◆ PROVIDED PASSAGE

◆ ◆ ◆ ◆ ◆

Image Courtesy of Karimah Hudda
As engineers, we have the power to drive systems change, but first we may need to shift how we think about systems ourselves. That means moving beyond isolated technical solutions to embrace what sustainability leader Karimah Hudda calls “ecosystems thinking.”
Ms. Hudda has spent two decades showing us that rapid and large-scale change is possible. She is the founder of Illumine Earth and a former sustainability executive at Nike and Mondelez, and she makes an argument with the potential to transform our understanding of our roles as engineers. In a session she led as a part of the Engineering for Change Fellowship, she argued that the scope and scale of today’s challenges demand a new level of audacity from engineers and from leaders.
The Ecosystem Shift
The problem, she says, starts with how engineers are taught to think.
“In technological fields, we teach systems thinking, not ecosystems thinking,” Ms Hudda explains. “Too many graduates emerge thinking technology is a closed system without considering the people and planet impacts.”

◆ ◆ ◆ ◆ ◆

Rows of bounding box annotation data
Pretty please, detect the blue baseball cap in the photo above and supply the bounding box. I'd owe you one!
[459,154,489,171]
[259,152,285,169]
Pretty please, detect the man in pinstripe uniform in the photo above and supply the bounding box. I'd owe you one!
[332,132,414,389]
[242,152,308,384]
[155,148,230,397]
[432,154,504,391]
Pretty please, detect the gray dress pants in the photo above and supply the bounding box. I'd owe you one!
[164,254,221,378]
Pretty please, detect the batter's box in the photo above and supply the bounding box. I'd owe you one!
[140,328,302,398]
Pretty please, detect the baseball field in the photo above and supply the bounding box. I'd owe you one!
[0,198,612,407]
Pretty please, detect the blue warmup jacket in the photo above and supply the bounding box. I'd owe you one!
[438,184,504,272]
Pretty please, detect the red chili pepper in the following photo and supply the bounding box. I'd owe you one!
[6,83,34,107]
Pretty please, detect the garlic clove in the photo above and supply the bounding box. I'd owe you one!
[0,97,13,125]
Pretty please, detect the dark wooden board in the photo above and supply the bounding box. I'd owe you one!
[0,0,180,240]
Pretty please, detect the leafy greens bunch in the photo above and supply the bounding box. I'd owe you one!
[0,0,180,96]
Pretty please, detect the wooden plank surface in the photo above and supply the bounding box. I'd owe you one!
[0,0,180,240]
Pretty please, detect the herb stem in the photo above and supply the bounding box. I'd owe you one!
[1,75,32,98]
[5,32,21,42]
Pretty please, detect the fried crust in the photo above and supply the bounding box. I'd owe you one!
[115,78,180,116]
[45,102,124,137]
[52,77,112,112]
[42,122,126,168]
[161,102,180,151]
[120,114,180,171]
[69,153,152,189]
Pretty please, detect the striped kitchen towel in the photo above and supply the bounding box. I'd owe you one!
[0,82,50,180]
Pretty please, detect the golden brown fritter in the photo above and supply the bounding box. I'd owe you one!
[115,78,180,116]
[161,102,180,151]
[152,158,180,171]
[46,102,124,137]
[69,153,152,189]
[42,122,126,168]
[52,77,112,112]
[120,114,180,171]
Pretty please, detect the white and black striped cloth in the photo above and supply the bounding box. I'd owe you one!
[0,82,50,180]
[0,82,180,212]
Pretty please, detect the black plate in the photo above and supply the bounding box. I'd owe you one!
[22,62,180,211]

◆ ◆ ◆ ◆ ◆

◆ LIST OF TASKS
**1.** Return the portion of the article on ecosystems thinking that begins with the words containing "Ms. Hudda has" and ends with "taught to think.".
**2.** According to the article on ecosystems thinking, what organization did Karimah Hudda found?

◆ SOLUTIONS FOR EACH TASK
**1.**
Ms. Hudda has spent two decades showing us that rapid and large-scale change is possible. She is the founder of Illumine Earth and a former sustainability executive at Nike and Mondelez, and she makes an argument with the potential to transform our understanding of our roles as engineers. In a session she led as a part of the Engineering for Change Fellowship, she argued that the scope and scale of today’s challenges demand a new level of audacity from engineers and from leaders.
The Ecosystem Shift
The problem, she says, starts with how engineers are taught to think.

**2.** Illumine Earth